= Raw data =
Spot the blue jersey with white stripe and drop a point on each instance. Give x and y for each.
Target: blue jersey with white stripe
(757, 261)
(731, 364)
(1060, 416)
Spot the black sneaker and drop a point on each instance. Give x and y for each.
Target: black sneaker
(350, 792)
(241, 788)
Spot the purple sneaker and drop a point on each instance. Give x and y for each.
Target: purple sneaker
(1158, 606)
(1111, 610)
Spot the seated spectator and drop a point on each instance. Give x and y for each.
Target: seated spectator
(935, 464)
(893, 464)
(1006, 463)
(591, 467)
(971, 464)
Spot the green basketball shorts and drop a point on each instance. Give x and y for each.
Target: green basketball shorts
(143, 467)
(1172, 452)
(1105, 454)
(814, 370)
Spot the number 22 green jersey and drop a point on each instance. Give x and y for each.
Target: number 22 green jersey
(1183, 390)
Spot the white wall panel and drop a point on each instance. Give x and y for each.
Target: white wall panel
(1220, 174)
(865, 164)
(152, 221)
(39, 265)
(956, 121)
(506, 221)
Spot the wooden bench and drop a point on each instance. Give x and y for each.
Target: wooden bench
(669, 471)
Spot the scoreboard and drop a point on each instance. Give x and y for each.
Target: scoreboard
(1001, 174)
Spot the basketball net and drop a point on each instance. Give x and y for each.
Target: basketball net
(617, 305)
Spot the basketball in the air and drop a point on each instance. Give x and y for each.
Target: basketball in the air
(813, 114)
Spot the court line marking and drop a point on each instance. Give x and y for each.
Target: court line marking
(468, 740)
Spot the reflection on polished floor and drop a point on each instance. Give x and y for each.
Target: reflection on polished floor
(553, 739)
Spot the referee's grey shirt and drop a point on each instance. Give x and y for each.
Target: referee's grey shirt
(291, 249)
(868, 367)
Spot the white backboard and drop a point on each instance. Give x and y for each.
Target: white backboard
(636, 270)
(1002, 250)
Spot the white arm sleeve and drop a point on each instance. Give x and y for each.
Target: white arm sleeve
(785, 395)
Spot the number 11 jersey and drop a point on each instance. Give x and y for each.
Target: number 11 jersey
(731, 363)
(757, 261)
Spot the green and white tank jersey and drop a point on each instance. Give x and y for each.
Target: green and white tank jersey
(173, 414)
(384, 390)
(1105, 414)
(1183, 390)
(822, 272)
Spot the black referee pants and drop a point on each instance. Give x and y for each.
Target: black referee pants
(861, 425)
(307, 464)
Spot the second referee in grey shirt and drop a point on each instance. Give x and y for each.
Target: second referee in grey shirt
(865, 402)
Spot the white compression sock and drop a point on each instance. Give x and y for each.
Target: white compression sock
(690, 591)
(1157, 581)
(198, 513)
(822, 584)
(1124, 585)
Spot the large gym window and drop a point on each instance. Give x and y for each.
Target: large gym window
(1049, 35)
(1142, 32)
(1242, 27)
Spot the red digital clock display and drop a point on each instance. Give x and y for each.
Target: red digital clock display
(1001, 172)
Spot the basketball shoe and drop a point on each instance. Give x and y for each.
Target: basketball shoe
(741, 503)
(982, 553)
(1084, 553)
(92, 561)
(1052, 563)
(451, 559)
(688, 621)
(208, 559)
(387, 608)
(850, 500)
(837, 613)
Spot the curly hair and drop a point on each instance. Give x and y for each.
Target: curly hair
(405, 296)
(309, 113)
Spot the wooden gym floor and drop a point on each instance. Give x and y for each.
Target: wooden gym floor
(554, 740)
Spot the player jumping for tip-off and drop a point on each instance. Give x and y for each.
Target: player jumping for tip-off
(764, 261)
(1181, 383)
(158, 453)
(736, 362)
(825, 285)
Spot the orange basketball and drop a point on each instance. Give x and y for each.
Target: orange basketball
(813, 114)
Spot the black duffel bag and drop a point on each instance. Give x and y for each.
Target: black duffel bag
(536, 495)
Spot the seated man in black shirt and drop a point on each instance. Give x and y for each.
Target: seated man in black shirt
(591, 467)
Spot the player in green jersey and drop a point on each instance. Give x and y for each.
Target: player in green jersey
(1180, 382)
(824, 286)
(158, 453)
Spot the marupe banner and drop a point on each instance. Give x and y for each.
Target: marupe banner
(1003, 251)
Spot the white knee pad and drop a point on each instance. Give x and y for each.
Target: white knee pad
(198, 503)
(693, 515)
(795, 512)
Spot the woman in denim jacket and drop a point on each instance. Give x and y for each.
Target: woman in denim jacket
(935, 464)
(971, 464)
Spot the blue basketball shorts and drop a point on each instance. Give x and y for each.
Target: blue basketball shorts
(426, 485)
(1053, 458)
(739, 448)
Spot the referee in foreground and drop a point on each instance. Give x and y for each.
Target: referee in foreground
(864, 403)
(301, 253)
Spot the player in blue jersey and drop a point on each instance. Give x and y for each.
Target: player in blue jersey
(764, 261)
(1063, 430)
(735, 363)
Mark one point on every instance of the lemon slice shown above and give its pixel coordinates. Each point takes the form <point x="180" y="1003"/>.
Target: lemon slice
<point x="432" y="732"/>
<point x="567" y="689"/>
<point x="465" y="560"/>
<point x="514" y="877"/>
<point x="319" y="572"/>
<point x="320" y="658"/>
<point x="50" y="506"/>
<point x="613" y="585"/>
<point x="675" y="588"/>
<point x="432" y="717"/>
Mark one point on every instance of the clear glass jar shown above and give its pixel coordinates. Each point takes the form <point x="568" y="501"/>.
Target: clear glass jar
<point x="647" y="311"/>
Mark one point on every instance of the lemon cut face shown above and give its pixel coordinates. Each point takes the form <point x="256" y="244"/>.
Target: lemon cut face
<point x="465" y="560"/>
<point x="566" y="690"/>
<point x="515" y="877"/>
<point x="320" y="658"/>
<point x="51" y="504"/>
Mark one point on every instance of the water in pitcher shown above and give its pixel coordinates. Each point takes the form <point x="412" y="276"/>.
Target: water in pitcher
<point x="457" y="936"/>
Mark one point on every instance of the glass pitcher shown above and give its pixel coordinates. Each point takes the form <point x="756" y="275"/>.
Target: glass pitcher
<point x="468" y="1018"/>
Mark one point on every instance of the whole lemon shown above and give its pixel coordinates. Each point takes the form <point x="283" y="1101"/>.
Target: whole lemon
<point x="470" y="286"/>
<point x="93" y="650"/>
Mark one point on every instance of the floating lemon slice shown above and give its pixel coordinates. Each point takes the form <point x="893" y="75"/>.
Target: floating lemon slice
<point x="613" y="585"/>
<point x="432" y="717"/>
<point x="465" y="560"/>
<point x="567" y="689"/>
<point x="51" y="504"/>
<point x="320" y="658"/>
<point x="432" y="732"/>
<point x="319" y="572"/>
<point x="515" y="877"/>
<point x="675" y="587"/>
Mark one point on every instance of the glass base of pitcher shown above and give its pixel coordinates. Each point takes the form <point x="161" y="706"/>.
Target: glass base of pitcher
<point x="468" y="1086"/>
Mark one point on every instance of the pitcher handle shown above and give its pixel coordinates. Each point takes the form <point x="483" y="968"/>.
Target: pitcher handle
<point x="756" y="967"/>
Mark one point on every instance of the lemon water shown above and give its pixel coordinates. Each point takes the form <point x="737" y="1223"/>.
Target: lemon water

= Problem statement =
Can you copy all of the material above line for line, keeping every word and mark unchanged?

= Expected answer =
Spot the blue jersey with white stripe and drop a point on each instance. Give x and y for each.
Target: blue jersey with white stripe
(757, 261)
(731, 364)
(1060, 416)
Spot the black sneaker and drop a point on each instance. Give x and y for each.
Target: black sneaker
(350, 792)
(241, 788)
Spot the purple sneaker and drop a point on each instance. Give x and y for each.
Target: purple sneaker
(1158, 606)
(1111, 610)
Spot the seated spectator and drop a point on each instance. Give x and y for each.
Target: seated spectator
(935, 464)
(893, 464)
(1006, 463)
(591, 467)
(971, 464)
Spot the green basketball shorts and drop a point on each instance. Give x and y for each.
Target: green basketball shorts
(143, 467)
(1172, 452)
(1105, 454)
(814, 370)
Spot the number 22 green jersey and drop a point on each instance. Give x and y for each.
Target: number 22 green jersey
(1183, 390)
Spot the white wall panel and drop a point on each instance. Give x and y for each.
Target: white wall panel
(1220, 174)
(865, 164)
(152, 221)
(39, 265)
(956, 121)
(506, 221)
Spot the wooden bench and drop a point on each instance. Give x and y for each.
Target: wooden bench
(669, 471)
Spot the scoreboard and drop a point on each instance. Give x and y for each.
Target: scoreboard
(1001, 174)
Spot the basketball net and drop a point on each instance. Give x and y for each.
Target: basketball net
(617, 305)
Spot the basketball in the air and drop a point on each instance. Give x and y for each.
Target: basketball in the air
(813, 114)
Spot the court line marking and drop a point on each instance. Give x and y for each.
Target: court line marking
(468, 740)
Spot the reflection on polished floor and drop a point on each instance. Give x and y for each.
Target: reflection on polished floor
(553, 739)
Spot the referee's grey shirt and drop a point on each instance. Give x and y for each.
Target: referee's grey shirt
(291, 249)
(868, 367)
Spot the white backboard and drop a point on each instance. Give x and y for each.
Target: white backboard
(636, 270)
(1002, 250)
Spot the white arm sleeve and drop a point on each instance. Give x and y for each.
Target: white arm sleeve
(785, 395)
Spot the number 11 jersey and drop a point on each instance. Give x and y for each.
Target: number 11 jersey
(731, 363)
(757, 261)
Spot the green and white tank jersey and drop a point on each instance. Give x and y for each.
Target: green and white tank jersey
(173, 414)
(384, 390)
(1105, 414)
(1183, 390)
(822, 272)
Spot the black referee pants and drop a point on each instance. Give x and y for each.
Target: black referee pants
(861, 425)
(307, 464)
Spot the second referee in grey shirt and drop a point on each instance. Give x and y for each.
Target: second referee in grey shirt
(865, 402)
Spot the white compression sock and drop a point on each instance. Give x and y for each.
Target: white compression sock
(690, 591)
(1157, 581)
(198, 513)
(822, 584)
(1124, 585)
Spot the large gym window and drop a point on each instance. Give x and y for each.
Target: large gym window
(1049, 35)
(1142, 32)
(1242, 27)
Spot the red digital clock display and drop a point on each instance. Give x and y for each.
Target: red digital clock display
(1001, 172)
Spot the basketball shoe and drop a point on each instance. Give x and y for each.
Target: basketball shoe
(741, 503)
(982, 553)
(1084, 553)
(92, 561)
(1052, 563)
(451, 559)
(688, 621)
(208, 559)
(387, 608)
(850, 500)
(837, 613)
Spot the curly hair and drop a point on each instance. Give x and y for each.
Target: curly hair
(405, 296)
(309, 113)
Spot the wooden gym floor and drop a point on each instance. Give x and y for each.
Target: wooden gym floor
(554, 740)
Spot the player jumping for tip-off and drop a point on each instance. Give x and y for each.
Target: player jumping for tip-off
(764, 261)
(1181, 383)
(158, 453)
(736, 362)
(825, 285)
Spot the orange basketball and drop a point on each instance. Give x and y for each.
Target: orange basketball
(813, 114)
Spot the black duffel bag and drop a point on each instance. Give x and y for each.
Target: black duffel bag
(536, 495)
Spot the seated man in black shirt and drop a point on each instance. Give x and y for each.
Target: seated man in black shirt
(591, 467)
Spot the player in green jersey and drop a point on each instance. Give x and y for each.
Target: player in green jersey
(1180, 382)
(824, 286)
(158, 453)
Spot the marupe banner and drop a point on each instance. Give x and y for each.
Target: marupe banner
(1003, 251)
Spot the white knee pad and drop a point on each instance. Give x and y for each.
Target: white knee pad
(198, 503)
(693, 515)
(795, 512)
Spot the woman in denim jacket and drop a point on each instance. Give x and y for each.
Target: woman in denim jacket
(935, 464)
(971, 464)
Spot the blue basketball shorts and drop a point on each instance. Give x and y for each.
Target: blue basketball shorts
(426, 485)
(1053, 458)
(739, 448)
Spot the referee in foreground and drop a point on each instance. Give x and y for each.
Target: referee in foreground
(864, 403)
(301, 253)
Spot the player in blue jersey and drop a point on each instance. Give x and y for each.
Target: player in blue jersey
(764, 261)
(1063, 430)
(735, 363)
Mark one point on every instance of the lemon slice shown above and give its pixel coordinates. Each point takes the form <point x="180" y="1003"/>.
Target: lemon slice
<point x="432" y="732"/>
<point x="567" y="689"/>
<point x="465" y="560"/>
<point x="514" y="877"/>
<point x="319" y="572"/>
<point x="320" y="658"/>
<point x="50" y="506"/>
<point x="613" y="585"/>
<point x="675" y="588"/>
<point x="432" y="717"/>
Mark one point on every instance of the clear glass jar shown above and give its pixel coordinates. Each point takes the form <point x="568" y="501"/>.
Target: clear glass jar
<point x="647" y="311"/>
Mark one point on every instance of the lemon cut face shown above and give its pixel coordinates. Each point takes the form <point x="256" y="244"/>.
Target: lemon cut face
<point x="465" y="560"/>
<point x="566" y="690"/>
<point x="515" y="877"/>
<point x="320" y="658"/>
<point x="51" y="504"/>
Mark one point on every instance of the water in pitcher shown above and give its pixel coordinates. Each point takes the form <point x="412" y="276"/>.
Target: water in pitcher
<point x="457" y="936"/>
Mark one point on every instance of the glass pitcher shown above and give its pixel coordinates. Each point takes the form <point x="756" y="275"/>.
Target: glass pitcher
<point x="468" y="1018"/>
Mark one point on every instance of the whole lemon shown above and give its pixel coordinates. Each point takes the form <point x="283" y="1101"/>.
Target: whole lemon
<point x="470" y="286"/>
<point x="93" y="650"/>
Mark one point on every instance of the floating lemon slice shown above and give its pixel coordinates. Each point takes the form <point x="893" y="75"/>.
Target: floating lemon slice
<point x="613" y="585"/>
<point x="432" y="717"/>
<point x="465" y="560"/>
<point x="567" y="689"/>
<point x="51" y="504"/>
<point x="320" y="658"/>
<point x="432" y="732"/>
<point x="319" y="572"/>
<point x="515" y="877"/>
<point x="675" y="587"/>
Mark one point on every instance of the glass base of pitcher shown above and give its pixel coordinates. Each point takes the form <point x="161" y="706"/>.
Target: glass base of pitcher
<point x="468" y="1086"/>
Mark one point on every instance of the pitcher handle shown above and give its pixel coordinates. Each point takes the form <point x="483" y="968"/>.
Target: pitcher handle
<point x="756" y="967"/>
Mark one point on every instance of the lemon water shown above and give its pixel coordinates. Each point takes the form <point x="737" y="1223"/>.
Target: lemon water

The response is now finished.